Instructions to follow >> Rewrite the lines below, changing "petal" to "leaf" and keeping everything else the same. Leave the pictures out.
***
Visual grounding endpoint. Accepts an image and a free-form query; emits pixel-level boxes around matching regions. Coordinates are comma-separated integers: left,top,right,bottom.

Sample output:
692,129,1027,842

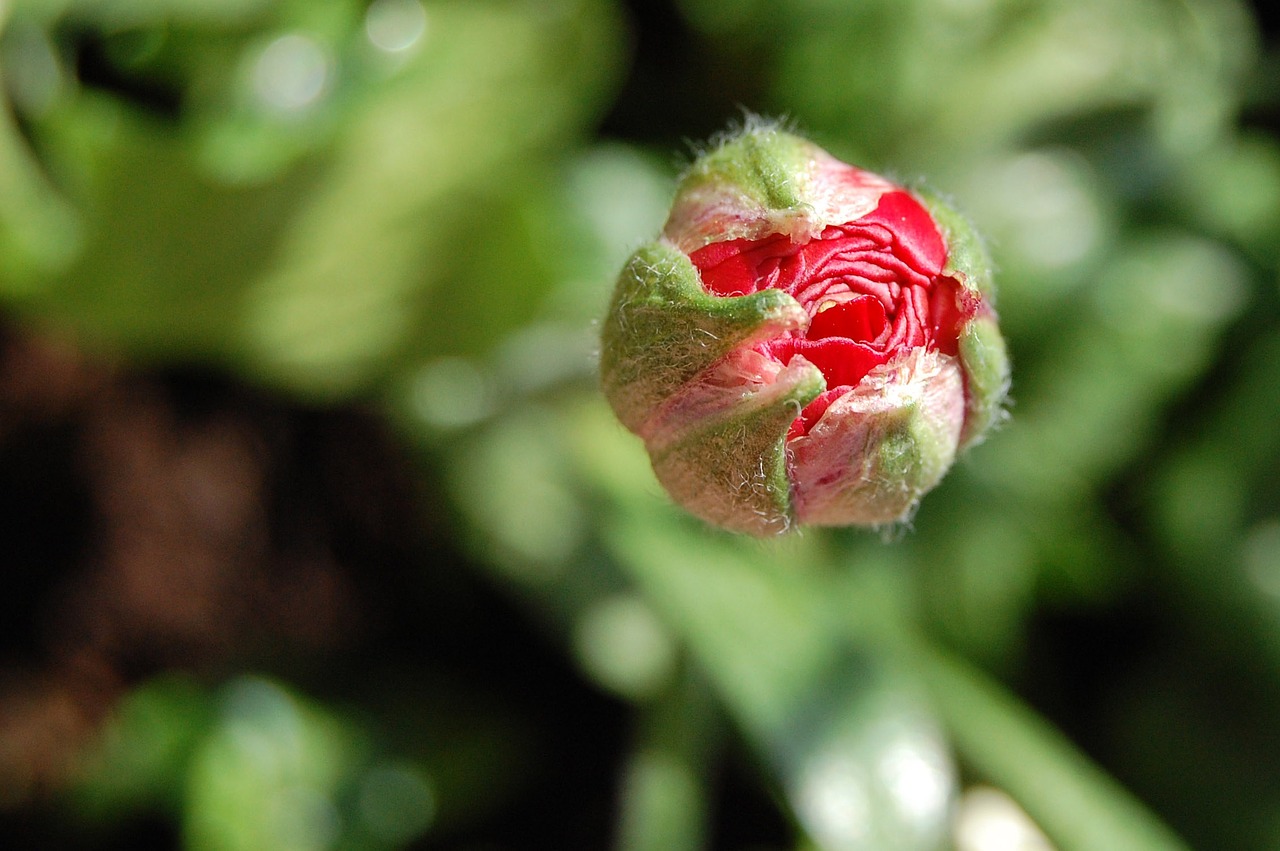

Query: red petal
858,192,947,278
805,296,888,342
***
Result of this task >>
Visual grounding endpoint. Accepts an image and a free-form query; emits pixel-level boxes around matching regions. Coordinates are comma-separated integers: left,top,right,bottom.

Sample output:
692,129,1027,842


Query: red leaf
858,192,947,278
805,296,888,342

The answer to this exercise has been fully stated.